----- Dataset

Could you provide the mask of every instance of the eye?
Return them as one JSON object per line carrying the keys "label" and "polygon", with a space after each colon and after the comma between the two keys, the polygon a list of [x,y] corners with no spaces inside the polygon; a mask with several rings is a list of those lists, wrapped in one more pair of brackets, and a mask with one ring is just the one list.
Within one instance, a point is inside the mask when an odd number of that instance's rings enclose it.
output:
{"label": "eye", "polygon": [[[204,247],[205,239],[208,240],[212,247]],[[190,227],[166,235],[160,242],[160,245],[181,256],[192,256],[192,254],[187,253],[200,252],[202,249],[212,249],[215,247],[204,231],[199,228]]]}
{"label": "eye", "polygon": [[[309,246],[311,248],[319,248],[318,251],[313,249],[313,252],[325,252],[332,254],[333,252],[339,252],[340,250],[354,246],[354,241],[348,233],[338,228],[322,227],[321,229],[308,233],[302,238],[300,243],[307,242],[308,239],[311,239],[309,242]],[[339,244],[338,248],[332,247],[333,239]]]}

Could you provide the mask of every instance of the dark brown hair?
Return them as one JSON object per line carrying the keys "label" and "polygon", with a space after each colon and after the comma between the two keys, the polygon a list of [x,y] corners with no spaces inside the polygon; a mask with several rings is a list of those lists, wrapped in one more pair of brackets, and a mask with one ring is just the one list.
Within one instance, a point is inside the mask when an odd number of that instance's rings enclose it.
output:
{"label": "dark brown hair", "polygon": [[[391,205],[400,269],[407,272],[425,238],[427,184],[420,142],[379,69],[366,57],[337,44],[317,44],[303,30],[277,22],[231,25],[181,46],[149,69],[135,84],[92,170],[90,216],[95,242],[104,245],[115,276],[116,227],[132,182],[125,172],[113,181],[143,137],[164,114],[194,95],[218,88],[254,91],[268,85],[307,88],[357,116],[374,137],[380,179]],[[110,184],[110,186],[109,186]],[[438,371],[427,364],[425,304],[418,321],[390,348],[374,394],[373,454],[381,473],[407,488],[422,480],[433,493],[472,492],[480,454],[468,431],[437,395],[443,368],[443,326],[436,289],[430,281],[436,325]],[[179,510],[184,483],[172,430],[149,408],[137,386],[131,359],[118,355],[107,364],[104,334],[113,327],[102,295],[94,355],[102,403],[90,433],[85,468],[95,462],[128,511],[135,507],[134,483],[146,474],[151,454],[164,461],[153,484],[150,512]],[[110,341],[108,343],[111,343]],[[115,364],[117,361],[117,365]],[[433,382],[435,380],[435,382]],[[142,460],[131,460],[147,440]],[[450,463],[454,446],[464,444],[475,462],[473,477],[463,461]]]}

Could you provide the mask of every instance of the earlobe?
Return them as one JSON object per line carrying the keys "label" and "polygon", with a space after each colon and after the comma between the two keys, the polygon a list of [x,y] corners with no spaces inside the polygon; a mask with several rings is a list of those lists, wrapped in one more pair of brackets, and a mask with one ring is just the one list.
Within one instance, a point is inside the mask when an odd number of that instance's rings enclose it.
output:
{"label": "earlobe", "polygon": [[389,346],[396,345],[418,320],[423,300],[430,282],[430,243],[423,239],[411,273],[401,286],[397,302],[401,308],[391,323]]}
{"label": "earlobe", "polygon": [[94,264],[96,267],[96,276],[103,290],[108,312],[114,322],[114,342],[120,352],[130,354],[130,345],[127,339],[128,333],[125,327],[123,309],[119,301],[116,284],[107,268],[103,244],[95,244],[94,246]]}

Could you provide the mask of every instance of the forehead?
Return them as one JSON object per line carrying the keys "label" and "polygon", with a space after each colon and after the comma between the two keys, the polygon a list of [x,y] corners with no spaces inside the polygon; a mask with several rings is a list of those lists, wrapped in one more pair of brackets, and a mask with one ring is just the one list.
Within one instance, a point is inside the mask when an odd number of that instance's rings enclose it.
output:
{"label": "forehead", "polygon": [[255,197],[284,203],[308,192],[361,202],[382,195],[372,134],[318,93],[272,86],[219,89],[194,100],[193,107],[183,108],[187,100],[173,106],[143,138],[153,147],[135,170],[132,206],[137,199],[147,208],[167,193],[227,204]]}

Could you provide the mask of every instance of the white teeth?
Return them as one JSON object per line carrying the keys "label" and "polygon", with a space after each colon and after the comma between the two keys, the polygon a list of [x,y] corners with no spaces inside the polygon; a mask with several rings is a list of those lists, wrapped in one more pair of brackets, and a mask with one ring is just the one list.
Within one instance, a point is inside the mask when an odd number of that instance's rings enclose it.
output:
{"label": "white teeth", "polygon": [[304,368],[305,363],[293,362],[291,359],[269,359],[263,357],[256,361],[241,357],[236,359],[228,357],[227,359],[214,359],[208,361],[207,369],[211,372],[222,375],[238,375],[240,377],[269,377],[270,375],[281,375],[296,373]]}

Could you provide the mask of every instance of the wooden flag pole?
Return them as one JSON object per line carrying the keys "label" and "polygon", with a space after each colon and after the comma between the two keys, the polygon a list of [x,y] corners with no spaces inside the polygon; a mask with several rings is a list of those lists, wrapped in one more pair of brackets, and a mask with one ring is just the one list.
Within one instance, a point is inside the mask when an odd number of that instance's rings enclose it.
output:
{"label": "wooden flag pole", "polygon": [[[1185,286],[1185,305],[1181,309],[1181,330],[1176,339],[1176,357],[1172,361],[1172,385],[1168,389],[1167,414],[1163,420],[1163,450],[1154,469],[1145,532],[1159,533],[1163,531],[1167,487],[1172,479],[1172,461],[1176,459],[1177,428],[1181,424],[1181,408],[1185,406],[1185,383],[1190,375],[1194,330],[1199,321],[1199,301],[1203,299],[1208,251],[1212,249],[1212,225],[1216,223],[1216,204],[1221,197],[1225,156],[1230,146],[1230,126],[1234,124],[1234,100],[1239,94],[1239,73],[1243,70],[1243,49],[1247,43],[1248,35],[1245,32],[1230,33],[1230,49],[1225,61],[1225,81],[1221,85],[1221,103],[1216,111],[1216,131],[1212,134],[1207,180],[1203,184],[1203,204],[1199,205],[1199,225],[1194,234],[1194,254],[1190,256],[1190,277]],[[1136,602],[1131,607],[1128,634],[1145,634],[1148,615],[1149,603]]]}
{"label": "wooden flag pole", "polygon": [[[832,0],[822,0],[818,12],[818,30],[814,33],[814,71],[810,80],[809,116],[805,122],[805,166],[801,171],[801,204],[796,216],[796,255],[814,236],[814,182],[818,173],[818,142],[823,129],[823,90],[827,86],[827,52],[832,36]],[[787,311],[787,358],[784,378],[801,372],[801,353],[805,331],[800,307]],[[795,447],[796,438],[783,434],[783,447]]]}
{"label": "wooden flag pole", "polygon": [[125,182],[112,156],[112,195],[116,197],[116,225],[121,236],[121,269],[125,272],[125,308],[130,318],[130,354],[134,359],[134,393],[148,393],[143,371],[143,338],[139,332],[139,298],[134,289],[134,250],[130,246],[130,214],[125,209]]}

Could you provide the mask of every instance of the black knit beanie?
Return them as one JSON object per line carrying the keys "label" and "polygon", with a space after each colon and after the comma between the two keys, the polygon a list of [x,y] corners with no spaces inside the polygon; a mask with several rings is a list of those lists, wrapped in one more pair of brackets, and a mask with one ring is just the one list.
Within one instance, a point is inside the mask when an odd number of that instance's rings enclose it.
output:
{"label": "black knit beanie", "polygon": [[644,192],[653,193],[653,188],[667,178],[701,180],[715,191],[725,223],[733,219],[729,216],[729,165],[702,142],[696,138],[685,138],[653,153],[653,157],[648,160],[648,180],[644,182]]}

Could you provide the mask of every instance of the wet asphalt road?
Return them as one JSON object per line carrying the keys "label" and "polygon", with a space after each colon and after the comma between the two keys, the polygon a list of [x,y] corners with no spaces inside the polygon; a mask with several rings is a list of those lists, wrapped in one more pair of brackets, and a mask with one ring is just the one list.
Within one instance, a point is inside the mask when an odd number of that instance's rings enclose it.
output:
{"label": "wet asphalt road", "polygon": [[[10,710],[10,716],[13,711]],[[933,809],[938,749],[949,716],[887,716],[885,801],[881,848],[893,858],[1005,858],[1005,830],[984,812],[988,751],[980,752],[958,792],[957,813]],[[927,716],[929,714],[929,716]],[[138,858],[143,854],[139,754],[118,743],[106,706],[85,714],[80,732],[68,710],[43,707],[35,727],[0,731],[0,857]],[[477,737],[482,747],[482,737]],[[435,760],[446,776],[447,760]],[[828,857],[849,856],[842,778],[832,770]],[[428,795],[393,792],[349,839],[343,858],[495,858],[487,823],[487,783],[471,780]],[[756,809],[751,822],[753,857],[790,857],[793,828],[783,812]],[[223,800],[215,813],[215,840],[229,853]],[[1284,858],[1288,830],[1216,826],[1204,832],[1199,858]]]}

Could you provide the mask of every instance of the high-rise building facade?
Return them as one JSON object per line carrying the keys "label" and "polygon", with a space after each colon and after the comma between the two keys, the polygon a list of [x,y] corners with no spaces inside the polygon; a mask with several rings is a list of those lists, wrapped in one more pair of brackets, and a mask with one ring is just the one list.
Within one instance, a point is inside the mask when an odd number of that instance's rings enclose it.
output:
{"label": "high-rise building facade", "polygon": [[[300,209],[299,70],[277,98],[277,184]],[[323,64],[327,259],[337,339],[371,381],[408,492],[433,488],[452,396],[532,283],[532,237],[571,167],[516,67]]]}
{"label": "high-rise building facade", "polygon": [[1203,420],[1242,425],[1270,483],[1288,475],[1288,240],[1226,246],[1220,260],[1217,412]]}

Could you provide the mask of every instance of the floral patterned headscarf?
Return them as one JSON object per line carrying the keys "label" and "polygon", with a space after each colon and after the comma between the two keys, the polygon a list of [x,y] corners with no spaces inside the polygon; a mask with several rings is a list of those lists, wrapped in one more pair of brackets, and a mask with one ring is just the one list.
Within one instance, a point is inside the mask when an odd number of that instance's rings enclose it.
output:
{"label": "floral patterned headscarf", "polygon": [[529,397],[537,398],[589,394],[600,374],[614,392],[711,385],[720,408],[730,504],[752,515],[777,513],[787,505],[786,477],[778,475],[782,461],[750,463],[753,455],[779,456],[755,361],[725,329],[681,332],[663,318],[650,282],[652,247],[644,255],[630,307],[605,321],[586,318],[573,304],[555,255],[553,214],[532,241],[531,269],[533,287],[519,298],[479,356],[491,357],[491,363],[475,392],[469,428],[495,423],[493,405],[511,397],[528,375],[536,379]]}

----------

#### Challenge:
Write out the lines above from the one containing "Could you provide the mask of every instance of the floral" through the last, exactly as they are.

#### Finished task:
Could you provide the mask of every instance of the floral patterned headscarf?
Return them as one JSON object per line carrying the keys "label" and "polygon", with a space after each colon and after the comma between the two keys, the polygon a list of [x,y] corners with no spaces inside the polygon; a mask with several rings is a list of those lists, wrapped in one more pair of brackets, and a mask with one ring is just the one list.
Within one instance, a point is inside the mask when an odd number of that instance's rings enclose it.
output:
{"label": "floral patterned headscarf", "polygon": [[529,397],[537,398],[589,394],[600,374],[614,392],[711,385],[720,408],[730,504],[752,515],[777,513],[787,505],[786,477],[778,475],[782,461],[750,463],[753,455],[779,456],[755,361],[725,329],[681,332],[663,318],[650,282],[652,247],[644,255],[630,307],[605,321],[586,318],[573,304],[555,255],[553,214],[532,241],[531,269],[533,287],[519,298],[479,356],[491,357],[491,363],[475,392],[469,428],[495,423],[493,405],[511,397],[528,375],[536,379]]}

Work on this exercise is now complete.